▸ **What you should do**:
What you return must match the material exactly, with every line present.

▸ **Data supplied**:
####

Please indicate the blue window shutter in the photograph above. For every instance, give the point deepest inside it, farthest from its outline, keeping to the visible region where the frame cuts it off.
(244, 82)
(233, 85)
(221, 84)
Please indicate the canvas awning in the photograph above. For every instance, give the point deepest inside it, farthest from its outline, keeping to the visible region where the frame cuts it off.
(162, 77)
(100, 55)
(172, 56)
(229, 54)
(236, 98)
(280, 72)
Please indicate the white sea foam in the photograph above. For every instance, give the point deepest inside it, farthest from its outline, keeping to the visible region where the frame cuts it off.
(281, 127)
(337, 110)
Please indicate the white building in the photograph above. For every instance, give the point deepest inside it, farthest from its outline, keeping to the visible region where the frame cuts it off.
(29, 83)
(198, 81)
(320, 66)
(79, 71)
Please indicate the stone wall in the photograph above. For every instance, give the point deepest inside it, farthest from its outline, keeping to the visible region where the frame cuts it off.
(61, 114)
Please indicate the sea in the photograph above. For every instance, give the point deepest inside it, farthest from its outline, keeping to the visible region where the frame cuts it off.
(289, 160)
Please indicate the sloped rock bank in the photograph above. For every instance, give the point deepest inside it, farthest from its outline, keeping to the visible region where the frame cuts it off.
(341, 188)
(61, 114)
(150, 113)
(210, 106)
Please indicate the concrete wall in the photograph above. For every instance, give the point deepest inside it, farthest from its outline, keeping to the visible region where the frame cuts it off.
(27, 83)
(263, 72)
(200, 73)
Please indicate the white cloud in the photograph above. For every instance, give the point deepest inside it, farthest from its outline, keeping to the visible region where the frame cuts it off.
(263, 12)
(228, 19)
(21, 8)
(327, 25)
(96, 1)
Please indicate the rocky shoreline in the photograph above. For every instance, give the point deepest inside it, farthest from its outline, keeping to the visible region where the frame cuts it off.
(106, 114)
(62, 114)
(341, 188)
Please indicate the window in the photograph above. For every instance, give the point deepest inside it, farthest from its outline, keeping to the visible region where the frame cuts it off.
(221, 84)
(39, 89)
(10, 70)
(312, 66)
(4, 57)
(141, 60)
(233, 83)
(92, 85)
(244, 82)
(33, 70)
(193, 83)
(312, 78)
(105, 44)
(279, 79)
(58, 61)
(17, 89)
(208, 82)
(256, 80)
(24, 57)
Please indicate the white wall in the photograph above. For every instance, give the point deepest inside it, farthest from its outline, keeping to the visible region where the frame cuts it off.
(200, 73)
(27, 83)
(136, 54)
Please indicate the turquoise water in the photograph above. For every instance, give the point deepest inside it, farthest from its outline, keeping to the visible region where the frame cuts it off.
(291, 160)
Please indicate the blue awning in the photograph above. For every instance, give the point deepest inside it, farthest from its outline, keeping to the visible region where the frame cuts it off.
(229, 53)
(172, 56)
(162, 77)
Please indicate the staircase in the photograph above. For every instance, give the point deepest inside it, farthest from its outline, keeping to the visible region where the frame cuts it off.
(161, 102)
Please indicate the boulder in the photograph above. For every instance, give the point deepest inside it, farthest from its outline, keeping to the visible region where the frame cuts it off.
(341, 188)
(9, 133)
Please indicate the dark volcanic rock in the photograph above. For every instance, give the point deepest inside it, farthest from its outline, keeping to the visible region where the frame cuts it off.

####

▸ **Output of the task**:
Please indicate the blue window shutter in the photograph above. For every instance, give the point deepest inside it, farthest from its outline, keeping to the visible region where the frame cuts it off.
(244, 82)
(233, 85)
(221, 84)
Please indicate the canvas awning in the photograph above. For every instance, give the point deepest inside it, farthest from its outline, keeping to the visible region where the frame cuts it off.
(162, 77)
(100, 55)
(172, 56)
(229, 54)
(236, 98)
(280, 72)
Please indicate the white sea foam in the photograph above. For every instance, give the point deepest inside it, farthest from its outline, keeping to the visible region where the frame cuts it off.
(281, 127)
(337, 110)
Please indicate the white building in the photograph above. For every instance, give the point deepest inside it, farthest from its outline, keeping to the visible region where the frame cuts it off.
(29, 83)
(198, 81)
(320, 66)
(79, 71)
Please indicate the stone wall in the photograph above. For every instance, give the point deepest inside it, farthest from its outline, keeping to the visible region where the frame cuts it off.
(61, 114)
Please indicate the sea in the photograph above. For every instance, give the point deepest inside it, farthest from its outline, keeping to the visible region where the frame cuts it off.
(289, 160)
Please indicate the sloped rock bank in the photograph above. For every instance, give the point deepest inside it, farthest from its outline, keeping to the visible region where the frame cuts it off.
(341, 188)
(61, 114)
(150, 113)
(210, 106)
Please indicate the concrete wall in the photograph above. For every instance, give the point deepest inside it, farthest from its outline, keeping to the visible region where the frame cuts it off.
(27, 83)
(263, 72)
(200, 73)
Please indicate the white cloud in the photograph above. For every instance, give the point deepest inside it, farthest from its outline, keeping to the visible region where the frame cuts it off.
(263, 12)
(228, 19)
(21, 8)
(327, 25)
(96, 1)
Please indicate the rocky shoreline in the photograph above. For every instance, give the point deepest inside it, farthest from its outline, keeping to the visible region where the frame cuts it off.
(106, 114)
(62, 114)
(341, 188)
Please indicate the window in the photograph above. For every instance, give the point deepest inside it, farthest from its outline, keeping to the visible region where the frame cuts it off.
(221, 84)
(39, 89)
(10, 70)
(312, 66)
(4, 57)
(141, 60)
(233, 83)
(92, 85)
(244, 82)
(33, 70)
(193, 83)
(312, 78)
(105, 44)
(279, 79)
(58, 61)
(17, 89)
(208, 82)
(256, 80)
(24, 57)
Please indicate the white wall in the photograph above. For every instance, give the point deepest inside it, farthest from its outline, keeping to the visible region where the frame cuts it off.
(200, 73)
(27, 83)
(136, 54)
Please indicate the turquoise water in the photograph above. For every instance, give the point deepest inside it, farthest from its outline, keeping to the visible region where the frame cuts it off.
(291, 160)
Please indicate the blue awning in the photograph above. For every instance, give the point deepest inside it, farthest from its outline, keeping to the visible region where the frame cuts it off.
(229, 53)
(172, 56)
(162, 77)
Please indicate the staircase in the photograph above. For every instance, give the point deepest inside it, farthest from its outline, keeping to the visible region where the frame cuts it off.
(161, 102)
Please indicate the boulder in the photograph above. For every instance, give the point deepest inside it, farthest from its outline, keeping to the visible region where the frame cuts it off.
(341, 188)
(9, 133)
Please indicate the dark volcanic rock in the photograph above. For every instance, give the point deepest inside it, farthest from its outline, keeping to the visible region where the frame cuts it off.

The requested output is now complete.